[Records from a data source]
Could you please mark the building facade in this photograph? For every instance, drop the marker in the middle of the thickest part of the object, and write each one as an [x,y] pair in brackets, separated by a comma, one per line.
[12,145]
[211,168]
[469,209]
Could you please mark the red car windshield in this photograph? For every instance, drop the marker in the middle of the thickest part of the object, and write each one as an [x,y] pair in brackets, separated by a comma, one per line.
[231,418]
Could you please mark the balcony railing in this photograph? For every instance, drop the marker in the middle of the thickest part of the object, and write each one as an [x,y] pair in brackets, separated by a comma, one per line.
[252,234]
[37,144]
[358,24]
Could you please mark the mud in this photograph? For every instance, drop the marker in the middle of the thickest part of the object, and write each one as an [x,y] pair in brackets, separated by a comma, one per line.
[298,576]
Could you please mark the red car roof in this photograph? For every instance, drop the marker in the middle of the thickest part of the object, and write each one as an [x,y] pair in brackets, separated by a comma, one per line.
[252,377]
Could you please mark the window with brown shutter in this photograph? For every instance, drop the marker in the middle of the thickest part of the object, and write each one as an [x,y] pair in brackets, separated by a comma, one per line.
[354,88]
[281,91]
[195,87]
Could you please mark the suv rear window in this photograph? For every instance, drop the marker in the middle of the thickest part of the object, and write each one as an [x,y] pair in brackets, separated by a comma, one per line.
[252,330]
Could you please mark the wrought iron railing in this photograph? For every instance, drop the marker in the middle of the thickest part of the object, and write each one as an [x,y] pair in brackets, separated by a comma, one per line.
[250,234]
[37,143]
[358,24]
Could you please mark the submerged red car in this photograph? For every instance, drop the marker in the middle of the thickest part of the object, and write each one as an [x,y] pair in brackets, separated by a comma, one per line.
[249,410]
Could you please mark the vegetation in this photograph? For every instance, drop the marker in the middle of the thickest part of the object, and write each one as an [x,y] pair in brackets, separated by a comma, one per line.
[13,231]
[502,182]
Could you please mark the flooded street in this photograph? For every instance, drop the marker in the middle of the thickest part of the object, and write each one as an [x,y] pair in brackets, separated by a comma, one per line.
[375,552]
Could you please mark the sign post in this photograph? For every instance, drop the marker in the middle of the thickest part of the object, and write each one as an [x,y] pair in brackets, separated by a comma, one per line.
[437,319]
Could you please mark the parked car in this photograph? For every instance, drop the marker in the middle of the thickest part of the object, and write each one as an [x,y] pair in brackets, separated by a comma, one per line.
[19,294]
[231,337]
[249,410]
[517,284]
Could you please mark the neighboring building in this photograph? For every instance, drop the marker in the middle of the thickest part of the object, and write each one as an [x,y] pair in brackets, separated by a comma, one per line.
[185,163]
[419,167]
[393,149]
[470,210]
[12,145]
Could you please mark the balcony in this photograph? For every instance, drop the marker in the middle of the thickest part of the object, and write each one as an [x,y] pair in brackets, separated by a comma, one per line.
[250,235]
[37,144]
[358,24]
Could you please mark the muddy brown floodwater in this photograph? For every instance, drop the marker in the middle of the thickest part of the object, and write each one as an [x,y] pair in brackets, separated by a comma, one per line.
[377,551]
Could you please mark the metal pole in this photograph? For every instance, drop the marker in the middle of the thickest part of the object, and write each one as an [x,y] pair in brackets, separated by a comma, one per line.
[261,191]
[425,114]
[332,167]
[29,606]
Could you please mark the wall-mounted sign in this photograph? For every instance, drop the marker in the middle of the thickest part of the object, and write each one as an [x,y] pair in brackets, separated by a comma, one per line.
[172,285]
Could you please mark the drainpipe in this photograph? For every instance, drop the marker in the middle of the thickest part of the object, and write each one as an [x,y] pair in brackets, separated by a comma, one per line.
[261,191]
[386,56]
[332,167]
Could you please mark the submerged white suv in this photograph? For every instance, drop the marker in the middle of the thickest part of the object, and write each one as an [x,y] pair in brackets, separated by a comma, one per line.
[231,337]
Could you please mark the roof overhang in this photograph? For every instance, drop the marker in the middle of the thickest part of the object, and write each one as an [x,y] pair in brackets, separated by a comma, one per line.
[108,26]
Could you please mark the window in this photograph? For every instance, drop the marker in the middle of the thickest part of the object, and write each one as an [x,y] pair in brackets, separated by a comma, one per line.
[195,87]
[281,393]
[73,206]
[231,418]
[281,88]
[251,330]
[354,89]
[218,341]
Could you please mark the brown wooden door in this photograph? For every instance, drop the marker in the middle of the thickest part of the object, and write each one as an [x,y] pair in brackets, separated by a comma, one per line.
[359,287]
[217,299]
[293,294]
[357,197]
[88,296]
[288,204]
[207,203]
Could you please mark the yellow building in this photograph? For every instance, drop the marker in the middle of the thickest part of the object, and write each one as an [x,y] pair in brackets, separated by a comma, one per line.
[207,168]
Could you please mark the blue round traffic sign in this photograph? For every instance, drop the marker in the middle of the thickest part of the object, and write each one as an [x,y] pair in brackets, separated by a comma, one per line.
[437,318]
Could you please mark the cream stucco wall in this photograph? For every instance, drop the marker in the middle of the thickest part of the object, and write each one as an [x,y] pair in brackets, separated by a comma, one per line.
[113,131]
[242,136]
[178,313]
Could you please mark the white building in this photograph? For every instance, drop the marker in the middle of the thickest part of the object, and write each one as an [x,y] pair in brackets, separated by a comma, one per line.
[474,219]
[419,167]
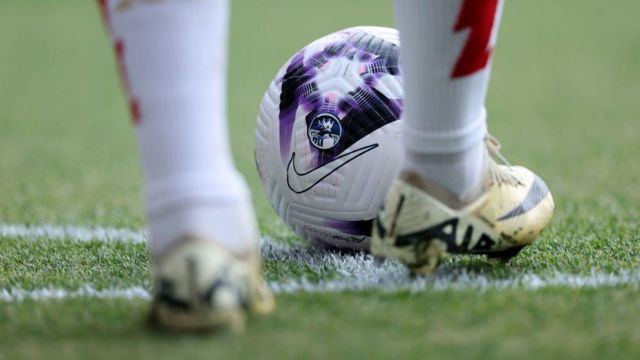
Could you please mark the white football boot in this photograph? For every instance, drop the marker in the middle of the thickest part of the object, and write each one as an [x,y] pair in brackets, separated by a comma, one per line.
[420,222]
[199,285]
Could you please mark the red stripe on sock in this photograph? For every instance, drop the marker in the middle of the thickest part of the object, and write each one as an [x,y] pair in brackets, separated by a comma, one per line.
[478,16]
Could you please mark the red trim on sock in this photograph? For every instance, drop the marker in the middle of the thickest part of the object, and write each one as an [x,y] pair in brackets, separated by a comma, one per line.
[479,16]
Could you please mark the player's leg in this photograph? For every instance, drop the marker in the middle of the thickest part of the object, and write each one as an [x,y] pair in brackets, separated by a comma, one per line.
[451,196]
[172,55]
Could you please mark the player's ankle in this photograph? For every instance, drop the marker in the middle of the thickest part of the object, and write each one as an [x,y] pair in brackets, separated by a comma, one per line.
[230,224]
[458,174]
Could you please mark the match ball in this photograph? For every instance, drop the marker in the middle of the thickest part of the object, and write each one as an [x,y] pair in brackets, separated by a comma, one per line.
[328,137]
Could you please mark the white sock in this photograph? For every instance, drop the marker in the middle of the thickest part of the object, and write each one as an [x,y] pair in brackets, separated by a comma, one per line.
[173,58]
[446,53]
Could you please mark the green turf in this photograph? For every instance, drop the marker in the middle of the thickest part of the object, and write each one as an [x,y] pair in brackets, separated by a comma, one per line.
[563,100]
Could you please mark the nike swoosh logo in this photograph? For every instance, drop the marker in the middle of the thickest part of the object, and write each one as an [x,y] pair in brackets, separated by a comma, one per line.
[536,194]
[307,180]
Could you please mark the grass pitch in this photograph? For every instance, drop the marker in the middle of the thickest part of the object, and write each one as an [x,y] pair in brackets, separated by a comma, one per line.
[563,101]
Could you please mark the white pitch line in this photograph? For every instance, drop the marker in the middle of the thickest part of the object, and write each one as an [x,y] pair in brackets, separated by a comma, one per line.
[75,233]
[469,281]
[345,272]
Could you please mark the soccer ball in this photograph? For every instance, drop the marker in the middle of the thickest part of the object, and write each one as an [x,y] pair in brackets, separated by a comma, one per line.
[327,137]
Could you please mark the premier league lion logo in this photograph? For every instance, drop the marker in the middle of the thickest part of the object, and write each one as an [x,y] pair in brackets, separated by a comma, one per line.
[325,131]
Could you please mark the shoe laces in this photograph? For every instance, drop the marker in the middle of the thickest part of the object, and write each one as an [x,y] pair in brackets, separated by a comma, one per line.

...

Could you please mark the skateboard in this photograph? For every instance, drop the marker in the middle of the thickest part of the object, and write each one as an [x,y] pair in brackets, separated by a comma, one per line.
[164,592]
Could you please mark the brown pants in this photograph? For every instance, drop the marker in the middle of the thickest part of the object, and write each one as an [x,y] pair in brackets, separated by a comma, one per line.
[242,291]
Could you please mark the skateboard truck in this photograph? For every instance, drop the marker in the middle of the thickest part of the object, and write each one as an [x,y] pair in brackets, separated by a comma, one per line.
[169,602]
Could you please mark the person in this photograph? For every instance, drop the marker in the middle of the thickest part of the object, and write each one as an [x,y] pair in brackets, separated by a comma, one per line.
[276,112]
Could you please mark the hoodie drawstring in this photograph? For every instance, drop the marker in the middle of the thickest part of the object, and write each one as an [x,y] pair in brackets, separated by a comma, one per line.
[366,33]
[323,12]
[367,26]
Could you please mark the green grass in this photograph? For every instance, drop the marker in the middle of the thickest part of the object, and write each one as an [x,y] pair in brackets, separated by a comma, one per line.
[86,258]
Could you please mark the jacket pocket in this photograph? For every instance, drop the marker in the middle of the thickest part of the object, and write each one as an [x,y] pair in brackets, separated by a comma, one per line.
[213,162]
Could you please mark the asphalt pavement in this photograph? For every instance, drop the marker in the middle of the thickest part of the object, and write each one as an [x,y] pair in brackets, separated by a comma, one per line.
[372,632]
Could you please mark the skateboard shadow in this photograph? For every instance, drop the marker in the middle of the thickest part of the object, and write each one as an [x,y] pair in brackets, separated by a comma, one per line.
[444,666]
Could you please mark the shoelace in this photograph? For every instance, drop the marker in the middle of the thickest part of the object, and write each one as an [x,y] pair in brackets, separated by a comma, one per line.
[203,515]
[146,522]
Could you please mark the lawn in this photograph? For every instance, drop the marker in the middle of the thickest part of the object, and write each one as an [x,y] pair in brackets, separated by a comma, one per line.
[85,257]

==

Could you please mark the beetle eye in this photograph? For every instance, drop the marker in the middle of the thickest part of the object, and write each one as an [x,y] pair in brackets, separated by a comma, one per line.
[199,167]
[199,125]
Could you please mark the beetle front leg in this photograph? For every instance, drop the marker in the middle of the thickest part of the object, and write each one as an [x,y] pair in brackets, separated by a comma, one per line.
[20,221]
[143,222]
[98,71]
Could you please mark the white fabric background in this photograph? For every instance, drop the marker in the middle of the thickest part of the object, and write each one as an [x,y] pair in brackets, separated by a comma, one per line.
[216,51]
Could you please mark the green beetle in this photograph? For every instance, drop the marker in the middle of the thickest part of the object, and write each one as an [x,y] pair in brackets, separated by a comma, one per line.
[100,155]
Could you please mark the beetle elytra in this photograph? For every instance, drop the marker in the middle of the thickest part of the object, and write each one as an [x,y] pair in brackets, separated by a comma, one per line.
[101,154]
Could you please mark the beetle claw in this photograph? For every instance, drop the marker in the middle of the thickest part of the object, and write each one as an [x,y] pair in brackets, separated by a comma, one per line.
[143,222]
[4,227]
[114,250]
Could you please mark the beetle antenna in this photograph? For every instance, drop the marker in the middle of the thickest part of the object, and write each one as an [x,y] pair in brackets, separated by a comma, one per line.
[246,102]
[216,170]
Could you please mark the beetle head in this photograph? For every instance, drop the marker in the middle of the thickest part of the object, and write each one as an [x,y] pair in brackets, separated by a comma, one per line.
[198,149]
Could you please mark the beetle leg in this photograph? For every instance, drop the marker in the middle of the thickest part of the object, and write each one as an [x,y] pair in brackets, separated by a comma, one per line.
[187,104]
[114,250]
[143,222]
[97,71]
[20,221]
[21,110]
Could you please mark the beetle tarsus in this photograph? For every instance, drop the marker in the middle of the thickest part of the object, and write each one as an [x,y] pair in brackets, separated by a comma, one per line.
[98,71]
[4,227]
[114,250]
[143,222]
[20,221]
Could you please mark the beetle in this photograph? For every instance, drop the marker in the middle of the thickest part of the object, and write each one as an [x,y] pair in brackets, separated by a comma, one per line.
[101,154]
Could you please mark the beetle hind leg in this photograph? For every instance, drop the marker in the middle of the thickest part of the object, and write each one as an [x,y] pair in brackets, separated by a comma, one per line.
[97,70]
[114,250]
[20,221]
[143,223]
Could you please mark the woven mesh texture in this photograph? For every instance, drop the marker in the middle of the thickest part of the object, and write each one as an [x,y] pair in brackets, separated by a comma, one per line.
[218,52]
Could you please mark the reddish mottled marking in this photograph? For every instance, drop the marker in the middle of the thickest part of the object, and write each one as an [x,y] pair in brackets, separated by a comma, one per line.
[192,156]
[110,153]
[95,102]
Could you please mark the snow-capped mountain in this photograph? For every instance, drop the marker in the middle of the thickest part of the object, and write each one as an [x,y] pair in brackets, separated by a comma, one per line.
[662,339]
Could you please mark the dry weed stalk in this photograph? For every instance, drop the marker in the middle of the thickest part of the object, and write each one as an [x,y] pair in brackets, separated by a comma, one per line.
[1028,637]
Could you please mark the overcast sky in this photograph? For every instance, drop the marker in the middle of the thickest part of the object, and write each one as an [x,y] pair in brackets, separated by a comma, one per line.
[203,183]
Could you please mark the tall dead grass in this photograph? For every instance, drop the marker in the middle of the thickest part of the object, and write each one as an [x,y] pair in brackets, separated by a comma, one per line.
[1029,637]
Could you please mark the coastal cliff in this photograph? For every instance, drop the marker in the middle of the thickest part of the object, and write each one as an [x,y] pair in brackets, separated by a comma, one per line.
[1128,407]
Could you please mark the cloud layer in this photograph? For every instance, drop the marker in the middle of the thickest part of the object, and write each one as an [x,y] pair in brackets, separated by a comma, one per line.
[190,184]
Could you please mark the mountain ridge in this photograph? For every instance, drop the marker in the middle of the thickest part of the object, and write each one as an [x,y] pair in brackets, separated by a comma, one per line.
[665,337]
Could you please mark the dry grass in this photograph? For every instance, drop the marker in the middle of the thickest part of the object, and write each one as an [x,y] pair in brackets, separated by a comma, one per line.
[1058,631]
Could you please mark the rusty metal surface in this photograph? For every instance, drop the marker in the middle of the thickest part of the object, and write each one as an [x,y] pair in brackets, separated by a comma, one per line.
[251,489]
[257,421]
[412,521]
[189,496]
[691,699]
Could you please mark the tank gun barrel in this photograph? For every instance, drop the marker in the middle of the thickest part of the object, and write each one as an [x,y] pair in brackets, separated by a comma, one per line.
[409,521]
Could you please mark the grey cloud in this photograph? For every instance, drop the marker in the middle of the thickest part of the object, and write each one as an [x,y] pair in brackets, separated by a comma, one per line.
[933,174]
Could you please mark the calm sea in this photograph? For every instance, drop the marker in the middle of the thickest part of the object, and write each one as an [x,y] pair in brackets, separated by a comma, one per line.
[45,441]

■ Exercise instructions ■
Count the lines of the material above that contain the string "metal", treating uppercase and lowercase letters as different. Reply with the number only.

■ Task response ■
2